Saat Presiden Barack Obama berpidato di Universitas Kairo, Mesir, pada 4 Juni 2009 lalu, ia kerap menyebut nama Keith Ellison. Sosok Ellison di mata pemimpin Amerika Serikat (AS) itu, adalah simbol persahabatan AS dengan Islam.
”Ketika orang Muslim pertama Amerika
terpilih sebagai anggota Kongres, dia bersumpah setia pada konstitusi AS
dengan mengangkat Alquran, kitab suci yang sama dengan yang disimpan
salah seorang Bapak Bangsa kami, Thomas Jefferson, di perpustakaan
pribadinya,” kata Obama.
Kendati namanya disebut-sebut dalam
pidato Obama, namun Ellison sendiri tidak merasa disanjung. ”Saya hanya
berpikir, ya kalau apa yang saya lakukan bisa membantu Anda dalam
membuka pintu dengan dunia Muslim, maka saya bahagia bisa melakukannya,”
kata Ellison.
Ellison menilai perjuangannya adalah
memperluas peluang dan ruang gerak seluruh warga Amerika, dan bukan
hanya ditempatkan sebagai orang yang memahami Muslim dan segala hal yang berkaitan dengan Islam.

● Cuplikan Data:

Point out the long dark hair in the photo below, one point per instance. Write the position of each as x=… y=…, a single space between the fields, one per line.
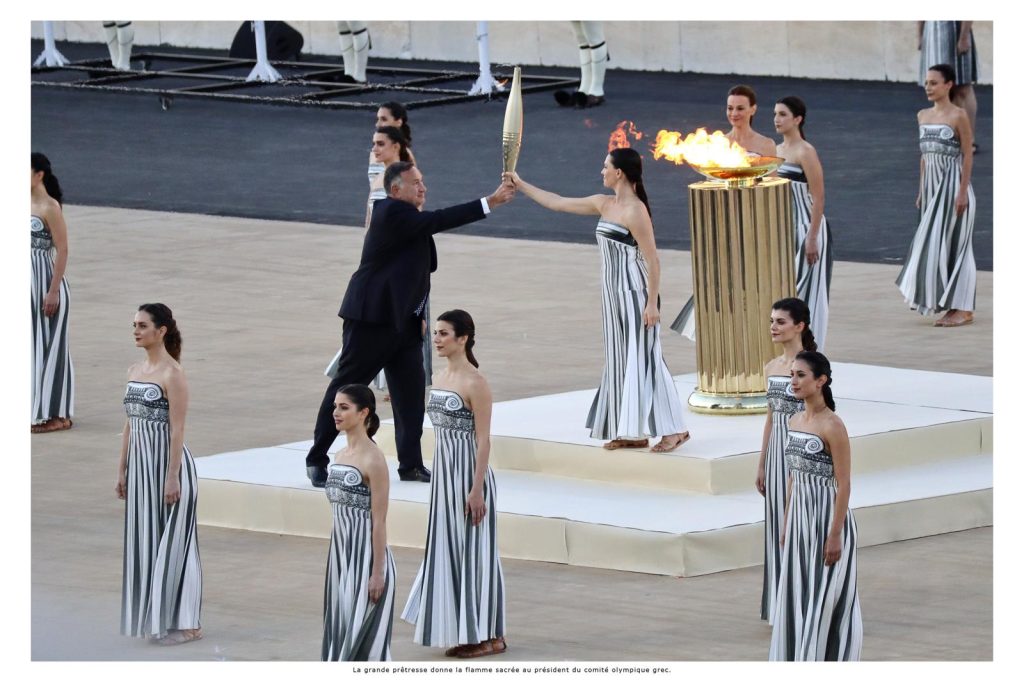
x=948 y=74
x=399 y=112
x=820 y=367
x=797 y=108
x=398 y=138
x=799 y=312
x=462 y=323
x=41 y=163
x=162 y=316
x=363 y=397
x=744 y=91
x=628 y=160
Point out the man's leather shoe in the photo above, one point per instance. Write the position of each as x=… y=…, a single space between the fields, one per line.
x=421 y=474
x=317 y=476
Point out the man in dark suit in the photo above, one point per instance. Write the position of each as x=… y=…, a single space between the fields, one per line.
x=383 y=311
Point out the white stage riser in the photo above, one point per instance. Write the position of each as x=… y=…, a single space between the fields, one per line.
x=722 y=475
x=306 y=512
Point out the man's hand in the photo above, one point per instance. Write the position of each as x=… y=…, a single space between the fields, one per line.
* * *
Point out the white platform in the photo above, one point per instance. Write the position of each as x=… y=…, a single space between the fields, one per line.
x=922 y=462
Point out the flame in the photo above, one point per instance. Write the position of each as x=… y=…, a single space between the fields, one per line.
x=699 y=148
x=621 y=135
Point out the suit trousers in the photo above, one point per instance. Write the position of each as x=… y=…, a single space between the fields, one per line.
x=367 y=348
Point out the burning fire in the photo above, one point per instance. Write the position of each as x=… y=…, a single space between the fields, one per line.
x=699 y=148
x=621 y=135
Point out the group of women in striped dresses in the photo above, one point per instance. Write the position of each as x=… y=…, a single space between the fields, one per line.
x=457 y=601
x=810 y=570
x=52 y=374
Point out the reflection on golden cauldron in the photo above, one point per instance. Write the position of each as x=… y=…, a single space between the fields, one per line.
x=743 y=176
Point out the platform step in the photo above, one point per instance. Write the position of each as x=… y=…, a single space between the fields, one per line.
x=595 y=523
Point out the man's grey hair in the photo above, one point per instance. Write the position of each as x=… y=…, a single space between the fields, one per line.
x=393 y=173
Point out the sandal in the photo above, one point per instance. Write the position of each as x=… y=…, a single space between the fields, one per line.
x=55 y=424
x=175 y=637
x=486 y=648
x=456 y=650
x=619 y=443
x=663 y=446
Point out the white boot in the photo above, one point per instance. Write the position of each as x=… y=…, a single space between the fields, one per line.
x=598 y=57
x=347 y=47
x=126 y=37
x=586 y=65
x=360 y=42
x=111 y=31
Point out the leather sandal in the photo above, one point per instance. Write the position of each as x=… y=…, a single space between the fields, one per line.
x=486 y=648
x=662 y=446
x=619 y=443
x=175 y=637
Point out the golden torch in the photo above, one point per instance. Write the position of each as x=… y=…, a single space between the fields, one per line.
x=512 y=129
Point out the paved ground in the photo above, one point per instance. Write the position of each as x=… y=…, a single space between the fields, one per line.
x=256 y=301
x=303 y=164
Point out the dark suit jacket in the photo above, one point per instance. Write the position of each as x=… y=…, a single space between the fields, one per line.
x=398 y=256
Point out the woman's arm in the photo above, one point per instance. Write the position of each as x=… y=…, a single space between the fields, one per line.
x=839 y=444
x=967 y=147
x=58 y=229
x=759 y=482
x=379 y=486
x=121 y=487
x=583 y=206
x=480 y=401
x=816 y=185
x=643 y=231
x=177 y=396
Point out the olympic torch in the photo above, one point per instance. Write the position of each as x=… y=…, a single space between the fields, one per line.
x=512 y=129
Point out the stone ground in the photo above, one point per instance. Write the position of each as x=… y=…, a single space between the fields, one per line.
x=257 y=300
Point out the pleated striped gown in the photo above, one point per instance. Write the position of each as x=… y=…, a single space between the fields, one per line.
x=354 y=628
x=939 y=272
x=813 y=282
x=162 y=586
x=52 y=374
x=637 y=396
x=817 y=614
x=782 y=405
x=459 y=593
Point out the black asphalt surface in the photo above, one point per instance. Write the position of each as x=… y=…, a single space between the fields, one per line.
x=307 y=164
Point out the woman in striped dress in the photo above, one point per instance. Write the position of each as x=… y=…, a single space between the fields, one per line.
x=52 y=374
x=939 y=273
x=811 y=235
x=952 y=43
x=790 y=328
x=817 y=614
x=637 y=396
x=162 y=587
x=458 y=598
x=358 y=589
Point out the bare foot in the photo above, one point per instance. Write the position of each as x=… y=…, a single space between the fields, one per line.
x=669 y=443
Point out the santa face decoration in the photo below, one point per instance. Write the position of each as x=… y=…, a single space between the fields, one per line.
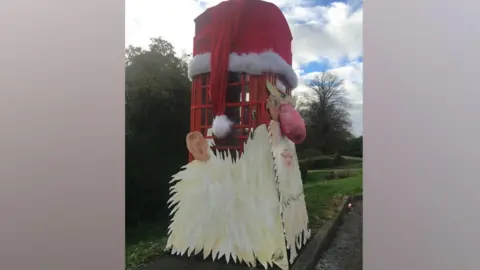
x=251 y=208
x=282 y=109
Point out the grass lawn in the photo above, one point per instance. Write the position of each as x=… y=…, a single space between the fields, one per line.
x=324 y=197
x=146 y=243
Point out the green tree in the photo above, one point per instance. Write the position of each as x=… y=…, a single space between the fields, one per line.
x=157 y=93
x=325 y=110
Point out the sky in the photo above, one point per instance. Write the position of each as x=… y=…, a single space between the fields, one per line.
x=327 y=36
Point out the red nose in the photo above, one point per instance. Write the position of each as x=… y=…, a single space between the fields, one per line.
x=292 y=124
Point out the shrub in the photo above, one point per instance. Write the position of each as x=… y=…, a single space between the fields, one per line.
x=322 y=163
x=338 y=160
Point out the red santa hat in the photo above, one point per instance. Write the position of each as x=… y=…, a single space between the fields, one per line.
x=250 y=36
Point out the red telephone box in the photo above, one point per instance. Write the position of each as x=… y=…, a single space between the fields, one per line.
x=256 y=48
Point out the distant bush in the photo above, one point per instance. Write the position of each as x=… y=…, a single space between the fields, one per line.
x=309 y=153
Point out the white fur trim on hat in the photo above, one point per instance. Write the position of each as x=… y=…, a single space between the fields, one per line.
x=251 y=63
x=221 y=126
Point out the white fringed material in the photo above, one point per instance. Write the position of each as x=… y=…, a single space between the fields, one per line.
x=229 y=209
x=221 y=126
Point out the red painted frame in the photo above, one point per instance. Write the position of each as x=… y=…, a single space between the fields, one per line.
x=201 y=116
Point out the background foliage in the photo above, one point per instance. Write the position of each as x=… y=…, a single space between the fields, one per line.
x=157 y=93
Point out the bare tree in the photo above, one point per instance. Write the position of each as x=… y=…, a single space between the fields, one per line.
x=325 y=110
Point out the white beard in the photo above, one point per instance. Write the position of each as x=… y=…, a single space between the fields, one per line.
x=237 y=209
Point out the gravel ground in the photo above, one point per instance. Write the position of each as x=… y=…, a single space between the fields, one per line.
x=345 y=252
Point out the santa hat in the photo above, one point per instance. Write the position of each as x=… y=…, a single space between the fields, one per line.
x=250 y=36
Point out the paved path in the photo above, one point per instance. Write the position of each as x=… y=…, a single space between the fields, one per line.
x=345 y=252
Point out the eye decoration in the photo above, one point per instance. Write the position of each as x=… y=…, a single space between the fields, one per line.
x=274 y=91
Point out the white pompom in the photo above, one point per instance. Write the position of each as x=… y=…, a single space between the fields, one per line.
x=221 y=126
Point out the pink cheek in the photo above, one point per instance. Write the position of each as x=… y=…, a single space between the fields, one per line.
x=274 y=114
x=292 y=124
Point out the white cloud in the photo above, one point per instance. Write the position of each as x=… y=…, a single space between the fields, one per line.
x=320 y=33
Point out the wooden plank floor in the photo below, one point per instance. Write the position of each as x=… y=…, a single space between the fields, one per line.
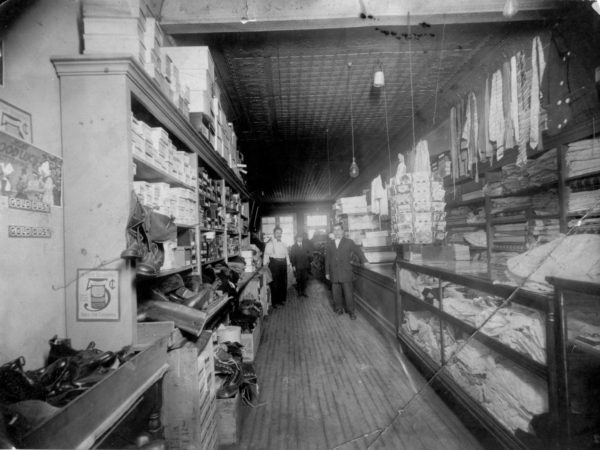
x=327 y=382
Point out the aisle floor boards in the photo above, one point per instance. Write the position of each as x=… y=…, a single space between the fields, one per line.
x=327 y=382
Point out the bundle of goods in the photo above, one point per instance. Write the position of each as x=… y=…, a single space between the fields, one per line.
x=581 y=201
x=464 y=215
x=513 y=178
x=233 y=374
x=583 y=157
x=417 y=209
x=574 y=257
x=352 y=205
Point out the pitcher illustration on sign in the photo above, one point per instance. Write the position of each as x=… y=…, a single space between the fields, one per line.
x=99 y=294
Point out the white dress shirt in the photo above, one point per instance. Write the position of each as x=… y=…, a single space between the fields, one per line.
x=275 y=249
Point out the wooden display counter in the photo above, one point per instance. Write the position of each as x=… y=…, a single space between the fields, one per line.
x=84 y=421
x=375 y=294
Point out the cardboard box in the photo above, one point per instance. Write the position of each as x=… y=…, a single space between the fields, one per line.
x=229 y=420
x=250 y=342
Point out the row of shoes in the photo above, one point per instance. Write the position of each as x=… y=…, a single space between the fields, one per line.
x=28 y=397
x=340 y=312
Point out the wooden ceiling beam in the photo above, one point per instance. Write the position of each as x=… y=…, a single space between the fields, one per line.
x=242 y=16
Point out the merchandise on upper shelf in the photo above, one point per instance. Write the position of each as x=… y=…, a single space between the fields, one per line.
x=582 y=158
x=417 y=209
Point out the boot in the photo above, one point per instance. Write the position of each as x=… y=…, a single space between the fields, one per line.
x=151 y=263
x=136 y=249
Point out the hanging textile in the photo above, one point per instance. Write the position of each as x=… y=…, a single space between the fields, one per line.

● Soal Latihan:
1. Ketik ulang bagian teks tentang Keith Ellison di antara "Saat Presiden Barack" dan "AS dengan Islam.", termasuk kedua ujungnya.
2. Menurut teks tentang Keith Ellison, di mana dan kapan Presiden Barack Obama berpidato?

● Jawaban Soal:
1.
Saat Presiden Barack Obama berpidato di Universitas Kairo, Mesir, pada 4 Juni 2009 lalu, ia kerap menyebut nama Keith Ellison. Sosok Ellison di mata pemimpin Amerika Serikat (AS) itu, adalah simbol persahabatan AS dengan Islam.

2. Di Universitas Kairo, Mesir, pada 4 Juni 2009.